• Prompt
Scan the records below for the word "pink". Copy each line where it appears.

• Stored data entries
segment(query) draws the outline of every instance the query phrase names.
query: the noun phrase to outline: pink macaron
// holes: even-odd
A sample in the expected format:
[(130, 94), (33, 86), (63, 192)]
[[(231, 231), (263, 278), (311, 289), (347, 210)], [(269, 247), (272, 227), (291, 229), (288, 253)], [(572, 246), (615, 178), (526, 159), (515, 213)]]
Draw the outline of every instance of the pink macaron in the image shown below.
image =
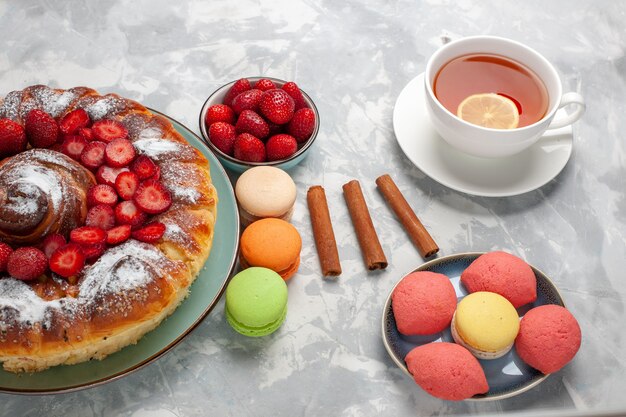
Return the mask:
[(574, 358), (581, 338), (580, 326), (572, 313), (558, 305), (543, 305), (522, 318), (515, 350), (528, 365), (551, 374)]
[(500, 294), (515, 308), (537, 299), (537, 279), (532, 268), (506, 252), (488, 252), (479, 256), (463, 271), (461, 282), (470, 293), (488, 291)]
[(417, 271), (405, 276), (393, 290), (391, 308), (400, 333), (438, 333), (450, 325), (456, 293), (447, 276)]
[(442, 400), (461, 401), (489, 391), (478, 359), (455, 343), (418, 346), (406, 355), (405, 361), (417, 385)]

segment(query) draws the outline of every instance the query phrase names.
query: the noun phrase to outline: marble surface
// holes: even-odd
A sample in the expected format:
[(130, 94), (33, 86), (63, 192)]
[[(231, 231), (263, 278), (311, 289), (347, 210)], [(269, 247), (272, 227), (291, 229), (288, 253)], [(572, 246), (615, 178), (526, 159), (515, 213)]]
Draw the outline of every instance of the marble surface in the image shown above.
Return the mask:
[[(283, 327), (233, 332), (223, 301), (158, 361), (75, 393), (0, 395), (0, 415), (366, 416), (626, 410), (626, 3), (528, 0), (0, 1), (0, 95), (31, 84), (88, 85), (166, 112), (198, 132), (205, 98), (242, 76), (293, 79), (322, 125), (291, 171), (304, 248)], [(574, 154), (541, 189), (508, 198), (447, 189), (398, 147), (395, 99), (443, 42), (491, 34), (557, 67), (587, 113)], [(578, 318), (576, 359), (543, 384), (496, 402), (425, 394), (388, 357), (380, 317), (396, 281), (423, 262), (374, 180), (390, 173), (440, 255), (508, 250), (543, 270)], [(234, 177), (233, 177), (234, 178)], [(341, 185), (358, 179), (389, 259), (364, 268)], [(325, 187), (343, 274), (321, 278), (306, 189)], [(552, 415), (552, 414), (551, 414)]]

==

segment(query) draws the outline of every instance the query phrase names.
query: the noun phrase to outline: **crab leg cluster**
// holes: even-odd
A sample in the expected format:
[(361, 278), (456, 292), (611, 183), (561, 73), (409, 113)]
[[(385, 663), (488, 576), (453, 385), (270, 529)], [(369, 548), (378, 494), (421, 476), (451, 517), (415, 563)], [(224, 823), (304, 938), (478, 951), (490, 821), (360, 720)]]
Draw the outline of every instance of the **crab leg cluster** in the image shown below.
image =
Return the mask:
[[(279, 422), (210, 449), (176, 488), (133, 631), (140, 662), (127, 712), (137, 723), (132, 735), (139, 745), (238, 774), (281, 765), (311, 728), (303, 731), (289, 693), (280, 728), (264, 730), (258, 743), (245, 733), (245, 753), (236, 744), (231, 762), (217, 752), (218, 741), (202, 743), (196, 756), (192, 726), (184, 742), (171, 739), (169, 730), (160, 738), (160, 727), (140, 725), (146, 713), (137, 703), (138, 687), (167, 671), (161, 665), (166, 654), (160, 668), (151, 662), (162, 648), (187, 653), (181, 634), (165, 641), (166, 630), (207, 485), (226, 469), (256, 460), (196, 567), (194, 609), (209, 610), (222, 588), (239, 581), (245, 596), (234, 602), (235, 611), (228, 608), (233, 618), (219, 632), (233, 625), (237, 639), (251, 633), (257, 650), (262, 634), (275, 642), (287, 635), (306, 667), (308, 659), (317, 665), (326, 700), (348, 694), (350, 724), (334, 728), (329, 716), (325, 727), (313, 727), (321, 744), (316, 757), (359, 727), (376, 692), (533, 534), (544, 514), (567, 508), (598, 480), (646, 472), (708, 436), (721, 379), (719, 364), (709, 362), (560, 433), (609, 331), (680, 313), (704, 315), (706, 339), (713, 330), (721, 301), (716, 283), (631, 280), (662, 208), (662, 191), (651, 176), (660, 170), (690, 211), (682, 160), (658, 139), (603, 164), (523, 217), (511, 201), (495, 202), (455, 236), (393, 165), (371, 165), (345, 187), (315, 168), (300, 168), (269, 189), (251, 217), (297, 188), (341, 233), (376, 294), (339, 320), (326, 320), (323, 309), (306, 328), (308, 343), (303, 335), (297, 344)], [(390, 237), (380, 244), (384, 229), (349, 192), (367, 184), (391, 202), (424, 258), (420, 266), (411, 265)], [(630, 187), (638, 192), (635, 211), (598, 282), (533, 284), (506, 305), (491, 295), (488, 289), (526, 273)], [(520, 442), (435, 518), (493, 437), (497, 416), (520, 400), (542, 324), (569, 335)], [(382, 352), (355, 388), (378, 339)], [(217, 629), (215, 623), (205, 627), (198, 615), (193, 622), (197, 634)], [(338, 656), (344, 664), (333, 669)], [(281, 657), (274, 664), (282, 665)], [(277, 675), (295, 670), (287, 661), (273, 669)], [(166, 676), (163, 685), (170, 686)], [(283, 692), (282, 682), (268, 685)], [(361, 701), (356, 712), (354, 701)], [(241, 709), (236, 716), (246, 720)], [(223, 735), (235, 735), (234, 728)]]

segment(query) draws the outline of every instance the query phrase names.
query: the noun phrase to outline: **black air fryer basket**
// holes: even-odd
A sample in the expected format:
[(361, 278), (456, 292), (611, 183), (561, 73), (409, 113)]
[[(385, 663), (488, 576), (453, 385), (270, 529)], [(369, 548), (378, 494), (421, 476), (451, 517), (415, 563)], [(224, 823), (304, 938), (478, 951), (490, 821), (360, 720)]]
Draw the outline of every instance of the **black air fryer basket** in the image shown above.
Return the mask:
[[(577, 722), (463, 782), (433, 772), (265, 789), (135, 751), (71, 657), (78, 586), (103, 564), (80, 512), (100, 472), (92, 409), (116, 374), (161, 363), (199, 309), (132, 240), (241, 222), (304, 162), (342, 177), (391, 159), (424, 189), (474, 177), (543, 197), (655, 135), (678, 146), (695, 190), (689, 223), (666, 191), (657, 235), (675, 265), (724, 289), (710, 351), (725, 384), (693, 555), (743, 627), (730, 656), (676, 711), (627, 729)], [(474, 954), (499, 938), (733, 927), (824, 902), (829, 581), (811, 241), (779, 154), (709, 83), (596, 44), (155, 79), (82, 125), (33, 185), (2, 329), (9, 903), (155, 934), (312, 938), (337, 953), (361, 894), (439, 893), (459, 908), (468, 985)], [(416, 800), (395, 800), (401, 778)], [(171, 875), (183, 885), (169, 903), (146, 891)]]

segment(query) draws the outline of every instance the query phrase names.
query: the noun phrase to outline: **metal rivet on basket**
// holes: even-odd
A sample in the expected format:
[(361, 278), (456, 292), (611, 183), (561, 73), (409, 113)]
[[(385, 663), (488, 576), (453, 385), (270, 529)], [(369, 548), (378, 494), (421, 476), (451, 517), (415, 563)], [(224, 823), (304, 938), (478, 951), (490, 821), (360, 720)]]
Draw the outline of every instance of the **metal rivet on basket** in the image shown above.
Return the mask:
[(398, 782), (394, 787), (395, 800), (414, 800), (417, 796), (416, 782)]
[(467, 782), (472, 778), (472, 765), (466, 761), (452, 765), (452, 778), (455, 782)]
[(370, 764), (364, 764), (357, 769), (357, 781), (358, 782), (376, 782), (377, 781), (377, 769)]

--

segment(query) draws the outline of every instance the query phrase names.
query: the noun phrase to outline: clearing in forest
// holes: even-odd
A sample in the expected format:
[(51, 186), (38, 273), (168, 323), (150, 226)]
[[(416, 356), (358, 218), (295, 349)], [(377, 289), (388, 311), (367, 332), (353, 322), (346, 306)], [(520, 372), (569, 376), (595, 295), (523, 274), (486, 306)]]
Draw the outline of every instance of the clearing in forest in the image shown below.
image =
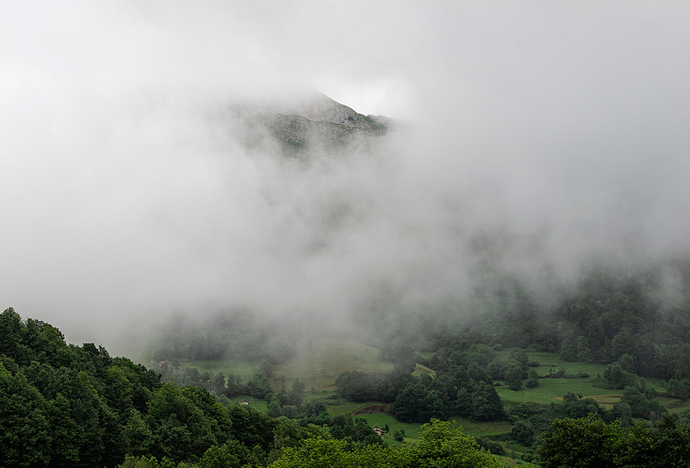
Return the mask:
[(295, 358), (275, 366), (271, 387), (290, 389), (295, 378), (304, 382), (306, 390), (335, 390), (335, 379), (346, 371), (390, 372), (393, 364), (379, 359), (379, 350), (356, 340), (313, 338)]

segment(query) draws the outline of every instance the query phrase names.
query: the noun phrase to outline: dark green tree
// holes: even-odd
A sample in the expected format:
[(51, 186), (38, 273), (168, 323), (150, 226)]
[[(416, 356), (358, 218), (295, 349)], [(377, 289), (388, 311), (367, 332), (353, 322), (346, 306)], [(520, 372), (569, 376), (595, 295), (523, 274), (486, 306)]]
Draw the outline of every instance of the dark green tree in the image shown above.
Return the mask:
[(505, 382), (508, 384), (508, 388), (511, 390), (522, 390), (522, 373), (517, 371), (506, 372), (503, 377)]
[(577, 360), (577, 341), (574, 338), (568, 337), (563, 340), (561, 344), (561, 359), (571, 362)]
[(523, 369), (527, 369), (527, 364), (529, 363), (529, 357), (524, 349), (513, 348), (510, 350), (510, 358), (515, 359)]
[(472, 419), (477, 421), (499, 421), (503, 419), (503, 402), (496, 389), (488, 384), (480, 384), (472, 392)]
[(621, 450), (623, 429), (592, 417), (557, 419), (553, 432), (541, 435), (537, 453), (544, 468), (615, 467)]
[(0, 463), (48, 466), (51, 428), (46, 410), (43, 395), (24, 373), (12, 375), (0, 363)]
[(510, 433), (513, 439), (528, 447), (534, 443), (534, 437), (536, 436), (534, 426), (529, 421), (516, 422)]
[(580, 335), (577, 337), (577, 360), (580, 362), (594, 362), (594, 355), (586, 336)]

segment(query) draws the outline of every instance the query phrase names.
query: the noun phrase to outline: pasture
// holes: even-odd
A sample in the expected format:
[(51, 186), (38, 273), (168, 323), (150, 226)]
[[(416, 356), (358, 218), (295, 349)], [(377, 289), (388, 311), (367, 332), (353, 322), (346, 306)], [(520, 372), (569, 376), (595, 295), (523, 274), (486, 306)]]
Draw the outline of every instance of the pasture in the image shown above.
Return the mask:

• Result
query: the noun phrase to outline: pink macaron
Draw the outline of every instance of the pink macaron in the image shown below.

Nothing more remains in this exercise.